- **Extrait du document**:
╭──

Par Catherine Morand, journaliste - Le Matin Dimanche - le 21 mars 2010

 

Dans la ville de Los Angeles, où tout n’est plus que branding, logo et publicité, deux flics Bibendum Michelin se lancent à la poursuite du clown psychopathe Ronald McDonald qui a pris un enfant Haribo en otage. Au cours des échanges de tirs, les deux messieurs moustachus de Pringles sauvent leur chips de justesse, tout comme la pin-up à tête de goutte d’huile d’Esso, qui, du coup, croque une pomme forcément Apple. Le bain de sang est interrompu par un séisme qui détruit la ville, y compris le zoo, d’où s’échappent les crocodiles Lacoste, le lion de la Métro-Goldwyn-Meyer et les chameaux Camel suivis par les pingouins Miko.

╰──

- **Données fournies**:
╭──

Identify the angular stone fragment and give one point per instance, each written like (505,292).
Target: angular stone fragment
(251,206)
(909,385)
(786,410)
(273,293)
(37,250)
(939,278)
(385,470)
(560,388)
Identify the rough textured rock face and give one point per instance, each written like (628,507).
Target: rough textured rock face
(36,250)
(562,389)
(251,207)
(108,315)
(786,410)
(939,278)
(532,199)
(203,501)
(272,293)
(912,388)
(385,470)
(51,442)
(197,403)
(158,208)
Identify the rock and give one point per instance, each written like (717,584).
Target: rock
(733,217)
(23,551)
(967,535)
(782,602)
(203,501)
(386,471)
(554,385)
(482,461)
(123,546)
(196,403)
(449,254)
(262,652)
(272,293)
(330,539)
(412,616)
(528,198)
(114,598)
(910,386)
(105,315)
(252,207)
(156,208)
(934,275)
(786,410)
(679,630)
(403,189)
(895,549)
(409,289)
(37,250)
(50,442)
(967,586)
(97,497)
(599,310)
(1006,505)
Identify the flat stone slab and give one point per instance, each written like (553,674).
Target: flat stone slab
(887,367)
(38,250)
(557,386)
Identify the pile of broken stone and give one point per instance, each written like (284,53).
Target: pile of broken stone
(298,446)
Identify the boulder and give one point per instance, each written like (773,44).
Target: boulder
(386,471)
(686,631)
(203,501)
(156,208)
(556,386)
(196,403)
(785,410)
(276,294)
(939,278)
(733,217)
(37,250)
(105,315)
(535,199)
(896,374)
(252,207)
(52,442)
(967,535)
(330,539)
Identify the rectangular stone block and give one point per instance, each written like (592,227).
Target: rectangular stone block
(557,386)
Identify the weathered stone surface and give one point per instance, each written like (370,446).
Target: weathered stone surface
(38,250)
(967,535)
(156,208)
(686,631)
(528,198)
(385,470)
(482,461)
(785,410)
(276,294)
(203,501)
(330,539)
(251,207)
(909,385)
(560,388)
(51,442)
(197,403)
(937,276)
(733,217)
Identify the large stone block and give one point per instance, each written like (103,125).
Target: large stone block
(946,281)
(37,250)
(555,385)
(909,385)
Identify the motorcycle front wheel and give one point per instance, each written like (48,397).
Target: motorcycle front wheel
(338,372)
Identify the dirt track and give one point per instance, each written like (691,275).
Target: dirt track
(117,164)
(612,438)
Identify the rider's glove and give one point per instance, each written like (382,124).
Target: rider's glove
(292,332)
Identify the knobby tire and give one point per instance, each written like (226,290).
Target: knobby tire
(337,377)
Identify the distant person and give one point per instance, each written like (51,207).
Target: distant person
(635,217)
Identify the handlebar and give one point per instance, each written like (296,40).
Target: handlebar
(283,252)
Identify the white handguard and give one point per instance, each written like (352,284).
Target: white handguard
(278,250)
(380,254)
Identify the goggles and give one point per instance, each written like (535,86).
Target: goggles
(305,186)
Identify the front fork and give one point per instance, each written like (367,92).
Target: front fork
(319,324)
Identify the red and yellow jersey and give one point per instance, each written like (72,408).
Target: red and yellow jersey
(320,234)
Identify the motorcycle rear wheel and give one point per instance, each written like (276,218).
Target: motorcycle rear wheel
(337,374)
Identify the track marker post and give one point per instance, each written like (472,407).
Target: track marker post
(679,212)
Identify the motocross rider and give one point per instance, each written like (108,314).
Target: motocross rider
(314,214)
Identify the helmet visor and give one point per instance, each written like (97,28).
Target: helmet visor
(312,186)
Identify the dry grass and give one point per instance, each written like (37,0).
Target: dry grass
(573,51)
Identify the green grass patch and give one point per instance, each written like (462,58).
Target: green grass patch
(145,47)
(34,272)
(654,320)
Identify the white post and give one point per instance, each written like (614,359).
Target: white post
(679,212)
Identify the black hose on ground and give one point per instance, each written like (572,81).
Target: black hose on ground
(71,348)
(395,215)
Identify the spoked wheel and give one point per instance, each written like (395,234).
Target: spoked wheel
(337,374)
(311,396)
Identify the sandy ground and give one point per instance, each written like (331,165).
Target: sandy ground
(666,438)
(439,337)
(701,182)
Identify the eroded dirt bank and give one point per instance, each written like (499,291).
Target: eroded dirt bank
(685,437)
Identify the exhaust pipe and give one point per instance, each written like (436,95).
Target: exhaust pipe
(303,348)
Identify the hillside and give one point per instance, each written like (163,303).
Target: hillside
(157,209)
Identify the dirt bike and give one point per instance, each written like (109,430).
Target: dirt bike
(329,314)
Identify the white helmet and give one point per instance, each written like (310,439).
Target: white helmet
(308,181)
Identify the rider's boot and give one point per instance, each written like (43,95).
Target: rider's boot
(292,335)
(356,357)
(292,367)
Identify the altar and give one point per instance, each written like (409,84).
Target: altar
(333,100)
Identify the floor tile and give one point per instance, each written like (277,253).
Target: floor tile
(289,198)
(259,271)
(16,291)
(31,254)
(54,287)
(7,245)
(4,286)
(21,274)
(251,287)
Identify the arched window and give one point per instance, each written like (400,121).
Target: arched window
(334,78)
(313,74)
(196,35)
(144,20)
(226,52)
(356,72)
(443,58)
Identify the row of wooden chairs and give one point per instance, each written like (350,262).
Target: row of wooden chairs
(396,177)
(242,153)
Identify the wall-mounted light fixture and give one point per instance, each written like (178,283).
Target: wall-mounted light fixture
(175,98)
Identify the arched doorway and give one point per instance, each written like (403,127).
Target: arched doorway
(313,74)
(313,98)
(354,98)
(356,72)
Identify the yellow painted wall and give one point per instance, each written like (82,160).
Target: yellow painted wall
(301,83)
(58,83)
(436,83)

╰──

- **Consignes**:
• a. Dans l'extrait sur Los Angeles, qui le clown psychopathe Ronald McDonald a-t-il pris en otage ?
• b. Poursuivez l'extrait sur Los Angeles, s'il vous plaît, à partir de sa dernière phrase.

- **Réponses dans l'ordre**:
• a. Un enfant Haribo.

• b.
Dans « Logorama », petit bijou de film d’animation qui vient de recevoir un Oscar à Hollywood, les immeubles, le paysage, les voitures, les personnages ne font plus qu’un avec les grandes marques. Le court métrage démarre d’ailleurs par une image de palmiers sur fond de coucher de soleil qui a un air de déjà vu, et pour cause : c’est le visuel du rhum Malibu. En voyant défiler les quelque 3000 logos de ce court-métrage, on ne peut qu’être bluffé : on les reconnaît tous, ou presque, jingle compris. Le grand-père Kentucky Fried Chicken, la montagne Evian, le viril M. Propre, les petits bonshommes Bic, le Géant Vert, ils sont tous là, comme autant de vieux potes qu’on côtoie tous les jours depuis toujours.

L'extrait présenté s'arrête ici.